BEGIN EXTRACT

Move warm-up from session to runner #4262

ElenaKhaustova · 2024-10-28T17:29:13Z

Description

Relates to #3935 - step 5 in the proposed solution

Development notes

Moved warm-up from the session to the AbstractRunner before we call _run() and made this logic common for all runners. This simplified the logic as now it's common for all runners and all the patterns are resolved before the pipeline run.

We added a unit test with dataset patterns to check that ThreadRunner is not failing with a Dataset 'name' has already been registered error. In the test, we check that the dataset was registered at the warm-up, and we successfully passed to loading it, though we do not do the actual loading.

We tried to make the full test with actual data loading — 208a24b. But we faced a problem where the first thread was trying to load data before it was created — https://github.com/kedro-org/kedro/actions/runs/11562442829/job/32183629244. This happened mostly at the CI for the latest Python versions only and was hard to reproduce locally. We tried some checks if the file exists before calling run() but it didn't help. So, we changed the test to the current one to exclude data creation.

END EXTRACT
BEGIN DATA SUPPLIED

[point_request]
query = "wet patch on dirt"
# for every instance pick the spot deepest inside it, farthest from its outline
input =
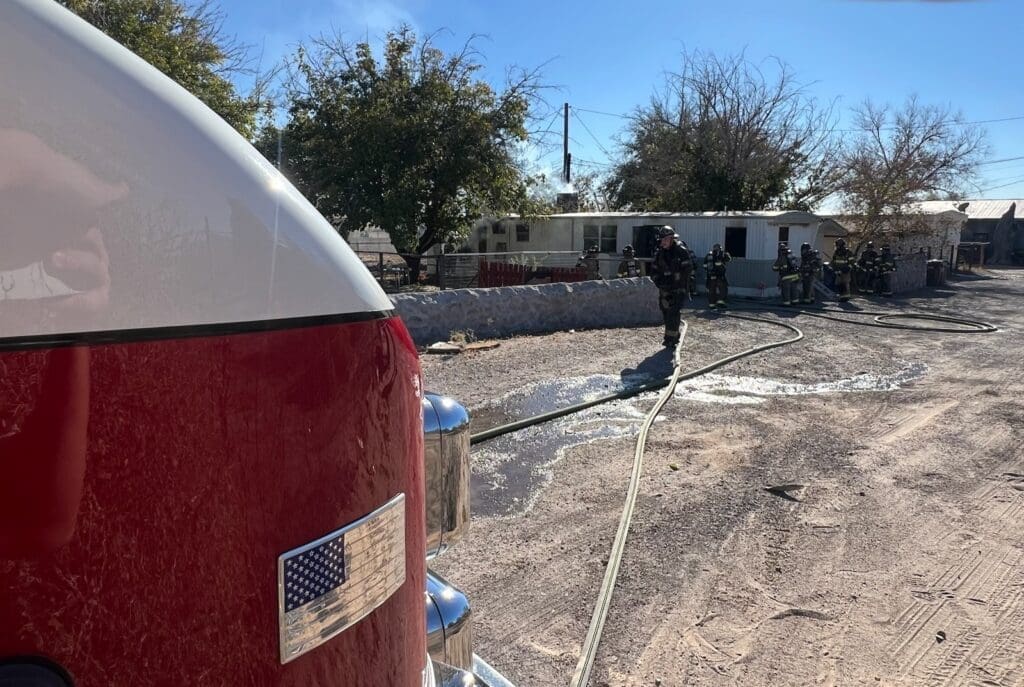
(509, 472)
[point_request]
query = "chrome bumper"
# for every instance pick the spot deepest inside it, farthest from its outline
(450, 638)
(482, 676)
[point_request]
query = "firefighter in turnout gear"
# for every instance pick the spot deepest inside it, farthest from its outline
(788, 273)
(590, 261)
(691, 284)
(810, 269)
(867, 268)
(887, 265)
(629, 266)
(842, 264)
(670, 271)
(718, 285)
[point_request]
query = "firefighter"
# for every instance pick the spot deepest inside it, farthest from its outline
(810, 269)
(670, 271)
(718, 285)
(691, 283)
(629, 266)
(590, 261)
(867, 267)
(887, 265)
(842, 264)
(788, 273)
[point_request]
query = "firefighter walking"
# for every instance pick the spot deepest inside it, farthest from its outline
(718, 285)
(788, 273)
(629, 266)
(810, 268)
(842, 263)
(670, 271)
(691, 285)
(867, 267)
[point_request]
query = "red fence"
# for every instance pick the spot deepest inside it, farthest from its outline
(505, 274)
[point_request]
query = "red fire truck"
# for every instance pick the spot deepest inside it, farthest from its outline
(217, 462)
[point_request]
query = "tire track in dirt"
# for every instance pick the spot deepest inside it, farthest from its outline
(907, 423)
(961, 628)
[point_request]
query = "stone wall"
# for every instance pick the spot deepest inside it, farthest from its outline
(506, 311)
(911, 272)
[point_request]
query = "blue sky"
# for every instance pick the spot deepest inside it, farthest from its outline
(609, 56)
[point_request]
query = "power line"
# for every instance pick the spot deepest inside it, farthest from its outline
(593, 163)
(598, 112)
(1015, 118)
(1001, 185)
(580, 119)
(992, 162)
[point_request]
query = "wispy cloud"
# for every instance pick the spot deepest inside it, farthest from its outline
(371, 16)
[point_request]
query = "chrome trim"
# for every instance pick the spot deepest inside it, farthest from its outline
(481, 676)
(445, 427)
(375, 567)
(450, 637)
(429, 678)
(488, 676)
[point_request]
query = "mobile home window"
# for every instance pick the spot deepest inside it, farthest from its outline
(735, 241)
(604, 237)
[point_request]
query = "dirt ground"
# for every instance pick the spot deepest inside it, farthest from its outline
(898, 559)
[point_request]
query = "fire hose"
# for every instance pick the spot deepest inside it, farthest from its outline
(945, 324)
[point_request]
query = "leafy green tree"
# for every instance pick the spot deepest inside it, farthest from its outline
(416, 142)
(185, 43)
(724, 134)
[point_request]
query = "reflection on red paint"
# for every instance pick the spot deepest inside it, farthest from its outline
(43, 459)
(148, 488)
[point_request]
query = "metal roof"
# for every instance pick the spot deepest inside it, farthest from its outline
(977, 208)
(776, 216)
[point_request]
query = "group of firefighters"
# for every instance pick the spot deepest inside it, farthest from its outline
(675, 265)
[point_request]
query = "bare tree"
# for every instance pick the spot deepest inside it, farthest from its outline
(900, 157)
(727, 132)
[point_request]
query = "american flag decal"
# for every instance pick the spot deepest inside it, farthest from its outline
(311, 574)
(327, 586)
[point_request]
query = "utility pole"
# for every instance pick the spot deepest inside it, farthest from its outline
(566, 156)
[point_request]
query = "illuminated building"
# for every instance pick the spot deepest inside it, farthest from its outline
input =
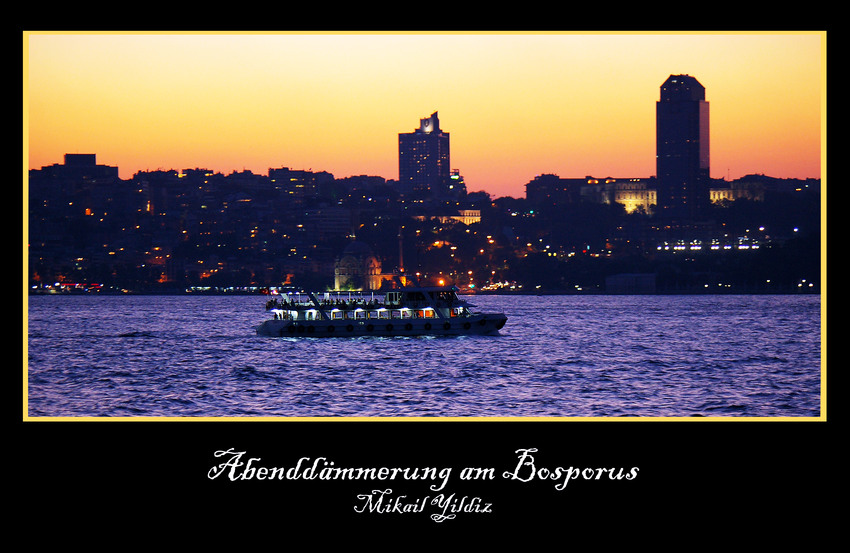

END DATA SUPPLIED

*STATED GOAL*. Please reproduce, word for word, the stretch of the warm-up text from "Relates to #3935" through "the pipeline run.".

*THE SOLUTION*.
Relates to #3935 - step 5 in the proposed solution

Development notes

Moved warm-up from the session to the AbstractRunner before we call _run() and made this logic common for all runners. This simplified the logic as now it's common for all runners and all the patterns are resolved before the pipeline run.